## Given passage

+ + + + +

On my way to proctor breakfast duty, I think about the four minutes following our morning bell. Soon, at 9:15 a.m., the first bell will ring, giving students four minutes to head from breakfast to homeroom and granting me those same, precious four minutes to print the eighth-grade religion worksheets, send a student to the office for morning announcements, stick an IEP form in a colleague’s mailbox, and if all goes according to plan, grab a cup of coffee in stride to class.
I step into the gym for breakfast duty, and my busy thoughts dissipate when I hear Izzy, a sixth-grade student with Down syndrome, call my name from across the gym. “MR. KENNEY!!” she shouts, bouncing towards me with arms outstretched for a hug and a smile that could have said Christmas arrived two months early. Lesson 1: God, like Izzy, embraces the present.
We get to talking, and as with many interactions, Izzy points to those around her and says, “Look! My friends!” First graders and middle schoolers alike, Izzy considers everyone a friend – a best friend, actually. At one point, she even pauses our conversation to give one adult a sneak-attack hug from behind. After all, they met nearly three days prior. Lesson 2: God, like Izzy, calls each of us into close friendship with Him.
Izzy returns to our conversation and begins playing her favorite trick-the-teacher game. “Look! A giraffe!” She points over my shoulder, her eyes twinkling with mischief, and I go for her fake. “A giraffe?! Where?!” She runs behind me and giggles relentlessly as I wander around asking, “Where is Izzy? She was just here! Where did she go?!” Lesson 3: God, like Izzy, relishes in our search for and discovery of Him.
Once I “find” Izzy, she tells me that she wants to teach me how to dance. You’ve got your work cut out for you, girly, I think to myself. She begins hopping and pirouetting, pausing after each move so I can mirror her. I think: Did I ever anticipate performing ballet in a gym full of students? Nope. But here we are. Lesson 4: God, like Izzy, calls us outside of ourselves.

+ + + + +

## Recorded information

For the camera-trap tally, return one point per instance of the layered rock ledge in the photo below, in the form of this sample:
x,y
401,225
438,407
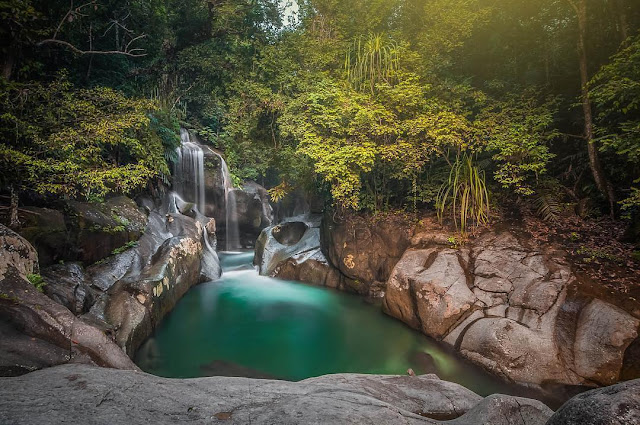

+ + + + +

## Questions on the material
**A)** In the passage about Izzy, at what time does the first bell ring?
**B)** In the passage about Izzy, rewrite the text between "Izzy returns to" and "discovery of Him.", inclusive, replacing "giraffe" with "zebra".

## Answers given
**A)** 9:15 a.m.

**B)**
Izzy returns to our conversation and begins playing her favorite trick-the-teacher game. “Look! A zebra!” She points over my shoulder, her eyes twinkling with mischief, and I go for her fake. “A zebra?! Where?!” She runs behind me and giggles relentlessly as I wander around asking, “Where is Izzy? She was just here! Where did she go?!” Lesson 3: God, like Izzy, relishes in our search for and discovery of Him.